Data extracted from a collection:
<<<<

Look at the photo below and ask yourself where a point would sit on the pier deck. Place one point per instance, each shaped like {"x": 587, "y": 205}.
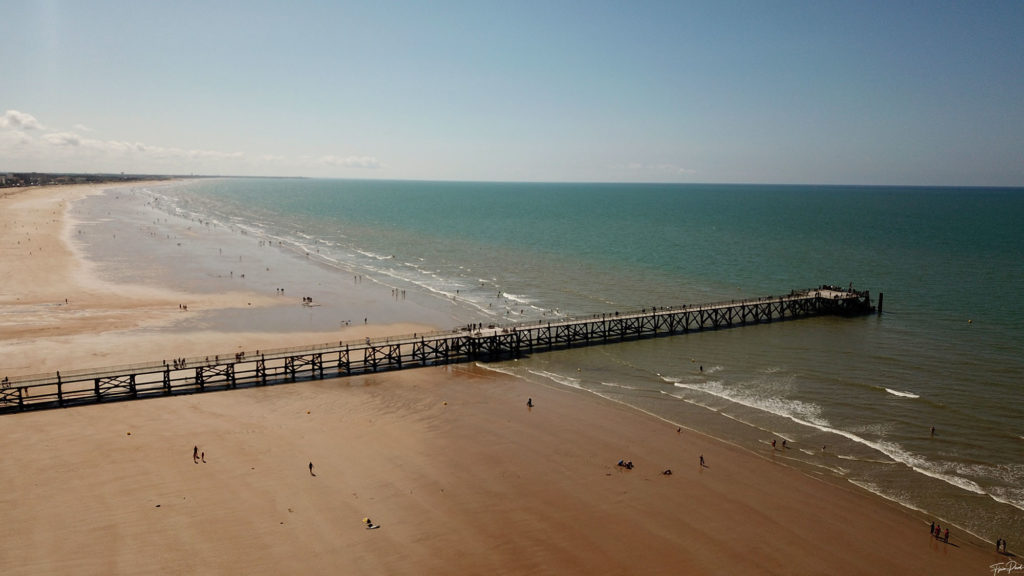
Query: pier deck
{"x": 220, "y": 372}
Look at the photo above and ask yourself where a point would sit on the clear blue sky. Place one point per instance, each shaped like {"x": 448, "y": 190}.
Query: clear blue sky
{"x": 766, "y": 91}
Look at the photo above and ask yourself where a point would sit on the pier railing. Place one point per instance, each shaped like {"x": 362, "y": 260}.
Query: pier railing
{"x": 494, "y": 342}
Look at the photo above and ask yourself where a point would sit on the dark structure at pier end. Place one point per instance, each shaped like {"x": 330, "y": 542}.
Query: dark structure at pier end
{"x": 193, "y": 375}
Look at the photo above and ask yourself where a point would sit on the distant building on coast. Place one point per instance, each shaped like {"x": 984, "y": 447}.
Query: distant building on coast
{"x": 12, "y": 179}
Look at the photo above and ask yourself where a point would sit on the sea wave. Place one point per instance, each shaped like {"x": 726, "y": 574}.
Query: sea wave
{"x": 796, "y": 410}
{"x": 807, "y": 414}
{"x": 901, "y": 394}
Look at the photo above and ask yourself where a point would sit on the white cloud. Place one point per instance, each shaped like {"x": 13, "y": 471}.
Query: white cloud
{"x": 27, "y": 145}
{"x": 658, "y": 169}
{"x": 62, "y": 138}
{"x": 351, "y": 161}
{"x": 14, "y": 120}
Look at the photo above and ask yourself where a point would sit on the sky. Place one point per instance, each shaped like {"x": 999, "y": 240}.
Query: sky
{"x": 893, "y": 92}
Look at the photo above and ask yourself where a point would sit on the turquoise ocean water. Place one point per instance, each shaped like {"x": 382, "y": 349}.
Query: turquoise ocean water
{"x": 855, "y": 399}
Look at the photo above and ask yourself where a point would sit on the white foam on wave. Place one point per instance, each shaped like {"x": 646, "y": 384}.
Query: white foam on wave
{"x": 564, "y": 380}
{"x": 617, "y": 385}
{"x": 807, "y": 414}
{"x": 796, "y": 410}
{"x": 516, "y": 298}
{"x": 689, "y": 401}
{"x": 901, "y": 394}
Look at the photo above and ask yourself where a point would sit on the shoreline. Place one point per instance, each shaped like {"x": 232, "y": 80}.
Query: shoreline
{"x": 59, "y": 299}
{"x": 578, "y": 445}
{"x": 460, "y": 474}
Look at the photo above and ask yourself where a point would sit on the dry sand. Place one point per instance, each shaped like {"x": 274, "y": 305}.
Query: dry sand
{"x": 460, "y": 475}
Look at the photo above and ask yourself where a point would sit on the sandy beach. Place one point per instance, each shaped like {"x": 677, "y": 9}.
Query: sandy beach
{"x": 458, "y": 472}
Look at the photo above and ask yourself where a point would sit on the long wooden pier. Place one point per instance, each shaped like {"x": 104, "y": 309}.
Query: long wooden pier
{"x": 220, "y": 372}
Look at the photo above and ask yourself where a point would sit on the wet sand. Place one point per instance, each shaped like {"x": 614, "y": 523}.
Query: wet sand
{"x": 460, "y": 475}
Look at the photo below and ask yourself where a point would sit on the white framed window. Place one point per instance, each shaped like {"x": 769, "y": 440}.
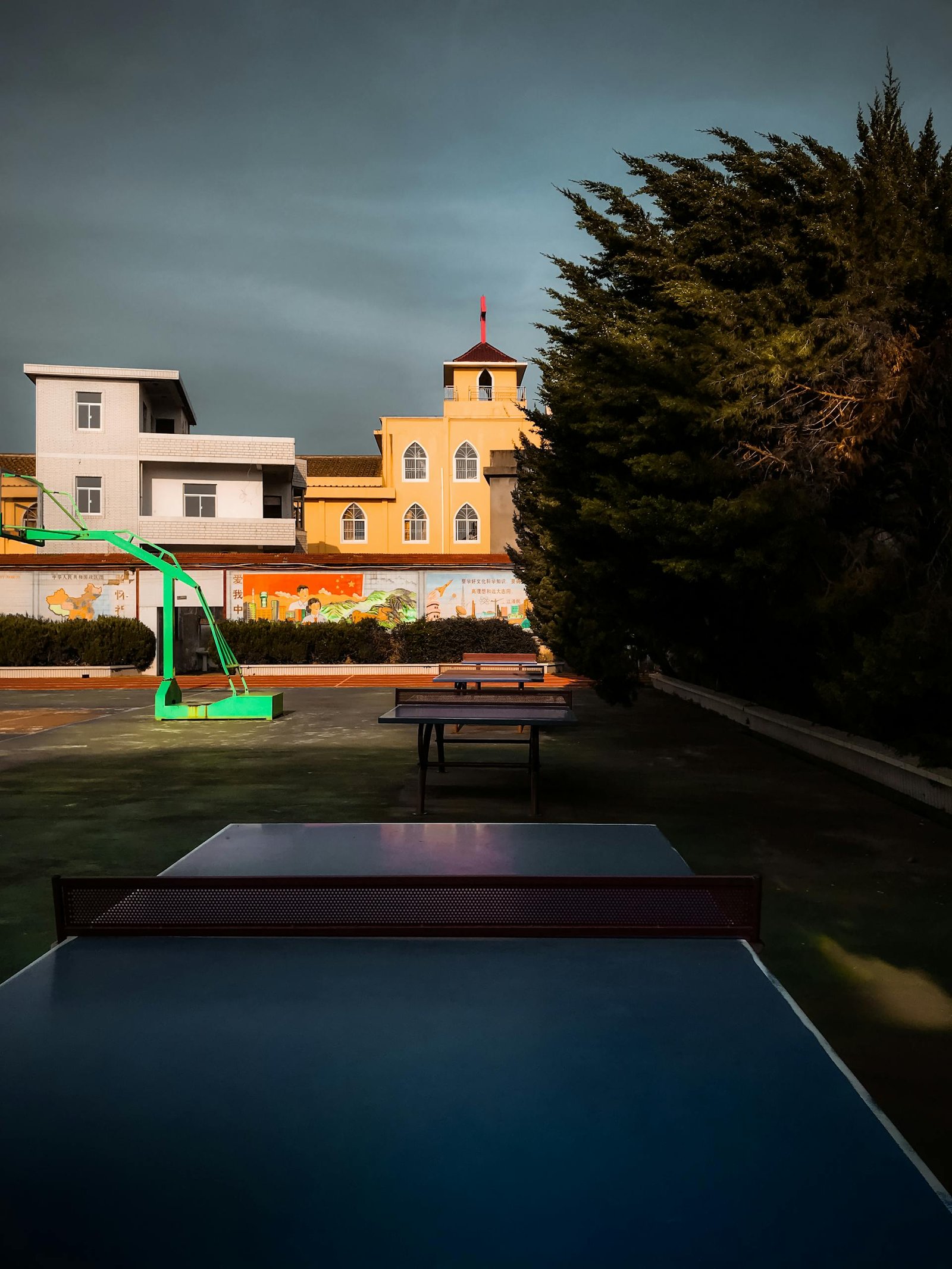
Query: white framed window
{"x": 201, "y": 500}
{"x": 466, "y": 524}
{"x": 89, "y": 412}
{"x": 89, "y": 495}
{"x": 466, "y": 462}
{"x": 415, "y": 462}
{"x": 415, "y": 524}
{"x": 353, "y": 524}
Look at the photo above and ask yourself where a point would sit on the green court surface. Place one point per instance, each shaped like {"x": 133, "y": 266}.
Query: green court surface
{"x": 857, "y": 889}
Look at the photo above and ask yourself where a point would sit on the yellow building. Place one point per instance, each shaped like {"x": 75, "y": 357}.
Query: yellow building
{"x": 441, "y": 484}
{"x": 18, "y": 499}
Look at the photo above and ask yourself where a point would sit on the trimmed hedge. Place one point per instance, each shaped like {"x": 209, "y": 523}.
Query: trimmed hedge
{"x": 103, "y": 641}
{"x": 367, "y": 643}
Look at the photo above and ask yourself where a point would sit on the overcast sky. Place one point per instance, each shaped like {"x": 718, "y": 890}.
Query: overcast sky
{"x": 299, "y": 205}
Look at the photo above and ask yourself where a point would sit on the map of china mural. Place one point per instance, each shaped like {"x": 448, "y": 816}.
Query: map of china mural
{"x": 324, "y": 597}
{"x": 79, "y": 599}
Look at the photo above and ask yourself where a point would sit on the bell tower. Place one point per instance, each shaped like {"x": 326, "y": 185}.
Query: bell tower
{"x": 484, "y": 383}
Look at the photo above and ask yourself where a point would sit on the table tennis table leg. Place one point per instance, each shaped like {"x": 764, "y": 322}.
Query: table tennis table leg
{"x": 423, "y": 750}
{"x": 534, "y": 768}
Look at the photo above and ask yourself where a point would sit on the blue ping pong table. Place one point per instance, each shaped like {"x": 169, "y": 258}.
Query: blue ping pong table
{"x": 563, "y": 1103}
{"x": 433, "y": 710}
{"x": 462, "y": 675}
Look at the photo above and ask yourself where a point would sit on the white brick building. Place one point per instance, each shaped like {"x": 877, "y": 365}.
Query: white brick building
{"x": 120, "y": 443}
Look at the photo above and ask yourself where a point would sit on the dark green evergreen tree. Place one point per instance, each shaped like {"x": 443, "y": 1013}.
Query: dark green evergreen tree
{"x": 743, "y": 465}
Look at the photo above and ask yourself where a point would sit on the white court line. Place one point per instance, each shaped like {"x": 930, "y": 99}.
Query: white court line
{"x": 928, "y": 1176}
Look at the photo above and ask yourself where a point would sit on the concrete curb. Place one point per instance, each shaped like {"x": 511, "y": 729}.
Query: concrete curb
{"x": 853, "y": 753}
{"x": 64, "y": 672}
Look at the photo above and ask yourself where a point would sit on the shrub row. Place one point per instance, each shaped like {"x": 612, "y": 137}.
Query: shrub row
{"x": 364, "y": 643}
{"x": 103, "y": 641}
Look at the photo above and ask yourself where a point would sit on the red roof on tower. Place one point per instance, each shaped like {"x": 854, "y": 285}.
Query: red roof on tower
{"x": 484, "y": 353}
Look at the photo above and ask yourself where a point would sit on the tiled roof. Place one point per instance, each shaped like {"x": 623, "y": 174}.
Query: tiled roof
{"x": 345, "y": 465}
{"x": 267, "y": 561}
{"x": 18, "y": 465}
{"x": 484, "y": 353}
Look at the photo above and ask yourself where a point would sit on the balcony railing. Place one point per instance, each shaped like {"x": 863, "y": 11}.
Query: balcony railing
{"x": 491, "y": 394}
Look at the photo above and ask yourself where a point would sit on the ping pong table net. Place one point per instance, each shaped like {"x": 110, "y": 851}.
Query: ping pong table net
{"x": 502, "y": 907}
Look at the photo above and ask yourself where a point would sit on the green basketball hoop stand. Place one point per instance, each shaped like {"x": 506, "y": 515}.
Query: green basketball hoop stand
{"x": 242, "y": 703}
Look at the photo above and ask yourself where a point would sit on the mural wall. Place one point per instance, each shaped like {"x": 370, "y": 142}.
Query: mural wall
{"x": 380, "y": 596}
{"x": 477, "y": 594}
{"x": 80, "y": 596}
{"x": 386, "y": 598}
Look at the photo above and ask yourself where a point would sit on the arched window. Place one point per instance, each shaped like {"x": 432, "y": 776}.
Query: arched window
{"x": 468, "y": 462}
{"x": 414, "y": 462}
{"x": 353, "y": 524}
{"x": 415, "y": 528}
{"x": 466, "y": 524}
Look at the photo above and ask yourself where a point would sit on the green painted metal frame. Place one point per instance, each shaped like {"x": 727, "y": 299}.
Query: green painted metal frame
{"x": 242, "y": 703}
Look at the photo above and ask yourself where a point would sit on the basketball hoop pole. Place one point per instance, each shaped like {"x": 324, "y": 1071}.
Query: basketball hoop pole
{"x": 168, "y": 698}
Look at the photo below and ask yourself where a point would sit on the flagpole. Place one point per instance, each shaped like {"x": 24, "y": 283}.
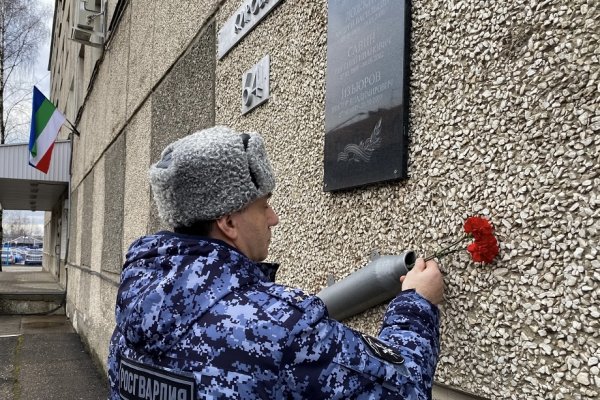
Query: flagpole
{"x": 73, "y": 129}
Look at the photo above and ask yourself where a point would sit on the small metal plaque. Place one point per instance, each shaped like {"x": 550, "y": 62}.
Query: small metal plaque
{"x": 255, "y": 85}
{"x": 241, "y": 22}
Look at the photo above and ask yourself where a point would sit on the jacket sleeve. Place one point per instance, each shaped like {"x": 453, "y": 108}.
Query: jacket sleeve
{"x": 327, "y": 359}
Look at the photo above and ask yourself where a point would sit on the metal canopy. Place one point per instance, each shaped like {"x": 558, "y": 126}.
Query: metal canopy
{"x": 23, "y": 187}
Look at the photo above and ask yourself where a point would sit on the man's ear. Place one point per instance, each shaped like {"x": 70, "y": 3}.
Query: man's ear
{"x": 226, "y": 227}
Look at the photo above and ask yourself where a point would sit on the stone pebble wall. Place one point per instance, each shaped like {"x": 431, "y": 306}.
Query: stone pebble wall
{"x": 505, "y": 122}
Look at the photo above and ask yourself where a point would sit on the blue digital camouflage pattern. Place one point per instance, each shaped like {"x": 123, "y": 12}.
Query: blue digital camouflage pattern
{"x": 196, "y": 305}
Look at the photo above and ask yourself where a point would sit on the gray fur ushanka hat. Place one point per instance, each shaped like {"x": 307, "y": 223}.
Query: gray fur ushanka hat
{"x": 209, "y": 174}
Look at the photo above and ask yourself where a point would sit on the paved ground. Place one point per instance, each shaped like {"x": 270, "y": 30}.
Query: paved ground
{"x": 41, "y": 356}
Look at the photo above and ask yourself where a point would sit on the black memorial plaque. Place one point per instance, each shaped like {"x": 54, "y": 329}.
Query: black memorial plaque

>>>>

What you need to do: When you reach the line containing "Query: red roof on tower" in the data above, start copying exactly, and stop after the line containing "on the ping".

Response box:
Query: red roof on tower
{"x": 484, "y": 353}
Look at the photo above and ask yourself where a point would sit on the tiled roof. Place one point per instance, each shaped like {"x": 623, "y": 174}.
Query: tiled roof
{"x": 345, "y": 465}
{"x": 267, "y": 561}
{"x": 18, "y": 465}
{"x": 484, "y": 353}
Look at the photo above and ask yourself where a point would sit on the balcony railing. Place one point per instance, each shaped like {"x": 863, "y": 11}.
Query: balcony railing
{"x": 491, "y": 394}
Look at the photo above and ask yourself where a point would sit on the ping pong table net. Place one point per instance, each shaped like {"x": 110, "y": 851}.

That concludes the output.